### Bloco de texto
################

Outro alerta é que o aumento da temperatura mundial está em cerca de 1,1ºC, um número bastante próximo ao limite estabelecido no Acordo de Paris, o que demanda uma reação do grupo que representa cerca de 80% do produto interno bruto (PIB) mundial, defendem os autores do documento. “Os membros do G20 precisam ser mais ambiciosos quanto às metas nacionais para a redução das emissões. Os dados do nosso relatório mostram que não podemos mudar esses valores sem esses protagonistas. A bola está totalmente na mão deles na véspera da COP26”, declarou Kim Coetzee, líder da organização alemã Climate Analytics e responsável pela coordenação da análise geral dos dados.
Energia eólica
Há também informações animadoras no documento, como o aumento do uso da energia solar e eólica. Agora, as energias renováveis fornecem cerca de 12% da energia utilizada pelo G20, em comparação com 10% em 2020. A expectativa de cientistas é de que representantes do grupo — que se reunirão, em Roma, dias antes da COP26 — anunciem metas mais ambiciosas para manter as temperaturas sob controle, como um maior investimento no uso de energia limpa.
Stela Herschmann, especialista em política climática da Organização Observatório do Clima, destaca que o relatório traz dados importantes e esperados por estudiosos da área. “Já sabíamos que essa redução seria algo momentânea, pois vivemos um momento totalmente atípico. Para mantê-la, seria necessário um trabalho mais complexo, com a implementação de medidas que mantivessem as taxas mais baixas de CO2 a cada ano, algo que já deveria ter sido feito inclusive”, explica.

################

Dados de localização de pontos
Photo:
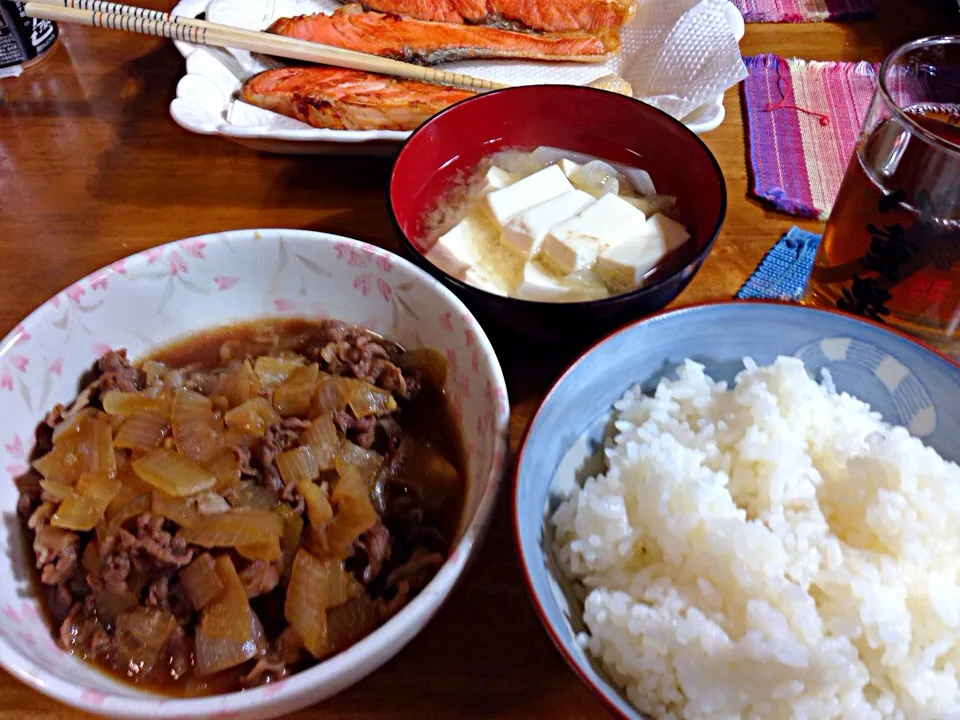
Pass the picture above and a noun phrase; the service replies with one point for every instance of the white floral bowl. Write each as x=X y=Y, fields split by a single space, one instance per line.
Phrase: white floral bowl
x=158 y=295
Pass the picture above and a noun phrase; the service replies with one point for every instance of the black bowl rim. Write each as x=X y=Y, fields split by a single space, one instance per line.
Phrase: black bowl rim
x=515 y=479
x=612 y=300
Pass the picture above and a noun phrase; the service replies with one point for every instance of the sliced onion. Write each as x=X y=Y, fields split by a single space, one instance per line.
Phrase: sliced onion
x=229 y=632
x=297 y=465
x=350 y=623
x=249 y=526
x=137 y=505
x=151 y=627
x=94 y=492
x=306 y=616
x=327 y=397
x=252 y=417
x=355 y=514
x=180 y=510
x=71 y=424
x=172 y=473
x=251 y=495
x=294 y=395
x=653 y=204
x=274 y=370
x=319 y=510
x=142 y=431
x=366 y=462
x=268 y=551
x=125 y=404
x=88 y=450
x=201 y=582
x=323 y=440
x=61 y=491
x=111 y=605
x=240 y=384
x=225 y=467
x=335 y=393
x=193 y=424
x=292 y=534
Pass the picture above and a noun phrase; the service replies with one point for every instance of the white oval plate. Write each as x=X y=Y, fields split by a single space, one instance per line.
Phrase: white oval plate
x=206 y=102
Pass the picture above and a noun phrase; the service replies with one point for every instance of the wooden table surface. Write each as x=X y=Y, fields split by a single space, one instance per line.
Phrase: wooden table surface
x=92 y=169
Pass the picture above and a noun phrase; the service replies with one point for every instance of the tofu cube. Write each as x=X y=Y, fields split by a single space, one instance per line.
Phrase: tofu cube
x=497 y=179
x=459 y=248
x=575 y=243
x=626 y=263
x=480 y=278
x=539 y=285
x=506 y=203
x=524 y=233
x=569 y=167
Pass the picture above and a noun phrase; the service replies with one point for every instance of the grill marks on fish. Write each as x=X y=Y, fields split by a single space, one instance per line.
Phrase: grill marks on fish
x=339 y=99
x=548 y=15
x=430 y=42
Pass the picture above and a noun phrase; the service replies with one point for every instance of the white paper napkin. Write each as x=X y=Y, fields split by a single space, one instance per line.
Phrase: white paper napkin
x=677 y=54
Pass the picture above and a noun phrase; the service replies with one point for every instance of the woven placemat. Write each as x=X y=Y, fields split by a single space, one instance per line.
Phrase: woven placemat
x=783 y=272
x=803 y=119
x=803 y=10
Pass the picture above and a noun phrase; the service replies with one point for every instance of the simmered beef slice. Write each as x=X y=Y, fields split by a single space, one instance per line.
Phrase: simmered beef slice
x=148 y=547
x=278 y=438
x=343 y=350
x=116 y=373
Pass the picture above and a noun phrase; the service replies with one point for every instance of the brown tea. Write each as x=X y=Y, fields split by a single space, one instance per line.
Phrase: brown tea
x=891 y=249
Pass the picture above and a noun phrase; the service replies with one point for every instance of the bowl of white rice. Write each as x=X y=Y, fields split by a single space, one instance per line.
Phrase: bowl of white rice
x=750 y=510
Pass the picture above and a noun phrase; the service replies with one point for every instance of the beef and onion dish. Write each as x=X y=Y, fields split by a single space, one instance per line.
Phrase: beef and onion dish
x=242 y=504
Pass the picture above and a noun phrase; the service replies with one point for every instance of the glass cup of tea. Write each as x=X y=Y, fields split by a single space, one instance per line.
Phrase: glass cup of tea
x=891 y=248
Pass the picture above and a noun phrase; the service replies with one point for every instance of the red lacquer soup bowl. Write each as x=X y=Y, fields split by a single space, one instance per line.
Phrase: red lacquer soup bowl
x=583 y=120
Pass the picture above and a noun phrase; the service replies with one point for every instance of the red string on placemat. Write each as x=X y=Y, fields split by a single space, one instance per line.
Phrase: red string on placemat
x=782 y=103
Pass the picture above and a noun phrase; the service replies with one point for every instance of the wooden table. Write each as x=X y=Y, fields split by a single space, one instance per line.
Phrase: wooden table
x=92 y=169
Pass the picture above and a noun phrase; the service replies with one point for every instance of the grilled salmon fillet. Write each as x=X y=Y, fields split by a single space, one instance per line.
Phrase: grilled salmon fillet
x=549 y=15
x=428 y=42
x=338 y=99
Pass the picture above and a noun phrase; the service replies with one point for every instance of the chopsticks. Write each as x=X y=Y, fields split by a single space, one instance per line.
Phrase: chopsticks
x=114 y=16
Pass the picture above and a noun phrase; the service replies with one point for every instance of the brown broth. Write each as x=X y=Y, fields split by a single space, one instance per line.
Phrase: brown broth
x=427 y=418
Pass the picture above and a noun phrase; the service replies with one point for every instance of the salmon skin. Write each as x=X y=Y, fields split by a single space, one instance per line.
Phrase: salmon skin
x=428 y=42
x=338 y=99
x=549 y=15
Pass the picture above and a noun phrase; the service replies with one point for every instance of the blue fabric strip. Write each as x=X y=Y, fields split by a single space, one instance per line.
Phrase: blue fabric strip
x=783 y=272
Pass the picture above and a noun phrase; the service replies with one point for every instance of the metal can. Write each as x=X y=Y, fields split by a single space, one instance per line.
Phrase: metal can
x=23 y=40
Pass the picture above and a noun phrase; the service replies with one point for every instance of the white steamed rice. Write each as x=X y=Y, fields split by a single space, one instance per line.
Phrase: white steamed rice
x=774 y=550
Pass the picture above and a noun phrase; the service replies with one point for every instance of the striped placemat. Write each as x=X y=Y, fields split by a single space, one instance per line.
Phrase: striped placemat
x=783 y=272
x=803 y=10
x=803 y=119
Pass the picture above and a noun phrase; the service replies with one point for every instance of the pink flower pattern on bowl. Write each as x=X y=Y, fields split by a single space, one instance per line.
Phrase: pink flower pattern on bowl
x=163 y=293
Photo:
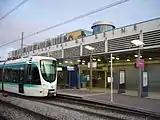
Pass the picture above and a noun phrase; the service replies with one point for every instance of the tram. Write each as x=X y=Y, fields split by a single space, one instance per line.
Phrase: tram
x=32 y=76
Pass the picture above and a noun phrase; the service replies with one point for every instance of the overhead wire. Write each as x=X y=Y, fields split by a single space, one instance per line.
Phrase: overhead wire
x=70 y=20
x=14 y=9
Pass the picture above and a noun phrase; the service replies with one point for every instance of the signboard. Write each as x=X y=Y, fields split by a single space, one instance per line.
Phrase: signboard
x=109 y=79
x=122 y=77
x=139 y=63
x=145 y=79
x=70 y=68
x=94 y=64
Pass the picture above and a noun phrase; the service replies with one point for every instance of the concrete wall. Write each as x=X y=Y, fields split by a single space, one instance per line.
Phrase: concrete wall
x=132 y=76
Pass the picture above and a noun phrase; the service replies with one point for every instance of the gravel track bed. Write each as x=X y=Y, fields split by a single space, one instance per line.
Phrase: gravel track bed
x=8 y=112
x=54 y=112
x=92 y=109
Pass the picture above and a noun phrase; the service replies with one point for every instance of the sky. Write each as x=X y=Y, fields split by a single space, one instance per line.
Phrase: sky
x=35 y=15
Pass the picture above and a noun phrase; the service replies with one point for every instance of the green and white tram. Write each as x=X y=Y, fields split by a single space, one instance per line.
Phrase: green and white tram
x=32 y=76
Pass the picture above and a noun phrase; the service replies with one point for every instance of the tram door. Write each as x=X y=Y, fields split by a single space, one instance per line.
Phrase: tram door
x=21 y=80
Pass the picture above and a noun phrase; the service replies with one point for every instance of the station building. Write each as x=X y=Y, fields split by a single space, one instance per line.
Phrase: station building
x=106 y=39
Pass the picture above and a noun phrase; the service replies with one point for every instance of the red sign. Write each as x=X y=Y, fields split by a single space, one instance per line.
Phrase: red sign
x=139 y=63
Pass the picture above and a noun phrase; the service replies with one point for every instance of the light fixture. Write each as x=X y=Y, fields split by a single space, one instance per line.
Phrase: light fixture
x=99 y=60
x=83 y=61
x=66 y=61
x=128 y=60
x=135 y=55
x=117 y=58
x=78 y=60
x=89 y=47
x=137 y=42
x=113 y=57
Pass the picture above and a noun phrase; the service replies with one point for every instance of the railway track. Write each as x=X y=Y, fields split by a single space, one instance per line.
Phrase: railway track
x=92 y=108
x=24 y=111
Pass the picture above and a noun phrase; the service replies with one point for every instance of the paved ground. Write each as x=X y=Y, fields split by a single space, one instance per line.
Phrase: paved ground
x=119 y=99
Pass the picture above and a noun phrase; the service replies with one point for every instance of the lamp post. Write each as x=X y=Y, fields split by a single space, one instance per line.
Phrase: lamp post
x=90 y=49
x=111 y=78
x=139 y=44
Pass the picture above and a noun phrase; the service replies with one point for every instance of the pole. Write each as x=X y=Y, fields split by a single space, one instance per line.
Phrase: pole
x=105 y=79
x=111 y=80
x=91 y=70
x=22 y=44
x=140 y=76
x=79 y=75
x=48 y=53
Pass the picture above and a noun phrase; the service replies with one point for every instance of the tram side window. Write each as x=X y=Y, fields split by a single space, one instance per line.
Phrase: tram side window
x=15 y=75
x=12 y=74
x=35 y=75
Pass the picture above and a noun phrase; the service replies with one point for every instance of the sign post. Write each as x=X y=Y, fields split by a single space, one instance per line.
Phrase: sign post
x=111 y=79
x=121 y=82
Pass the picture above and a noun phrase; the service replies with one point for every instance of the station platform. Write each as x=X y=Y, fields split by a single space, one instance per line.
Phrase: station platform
x=122 y=100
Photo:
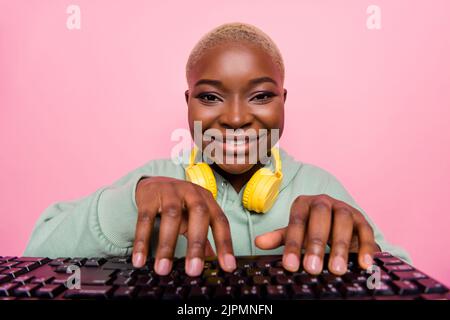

################

### O que fazer
No texto sobre o clima e o G20, copie o trecho que vai de "Outro alerta é" até "geral dos dados." e substitua "ambiciosos" por "ousados". As linhas não têm nenhuma relação com o texto.

### Resultado
Outro alerta é que o aumento da temperatura mundial está em cerca de 1,1ºC, um número bastante próximo ao limite estabelecido no Acordo de Paris, o que demanda uma reação do grupo que representa cerca de 80% do produto interno bruto (PIB) mundial, defendem os autores do documento. “Os membros do G20 precisam ser mais ousados quanto às metas nacionais para a redução das emissões. Os dados do nosso relatório mostram que não podemos mudar esses valores sem esses protagonistas. A bola está totalmente na mão deles na véspera da COP26”, declarou Kim Coetzee, líder da organização alemã Climate Analytics e responsável pela coordenação da análise geral dos dados.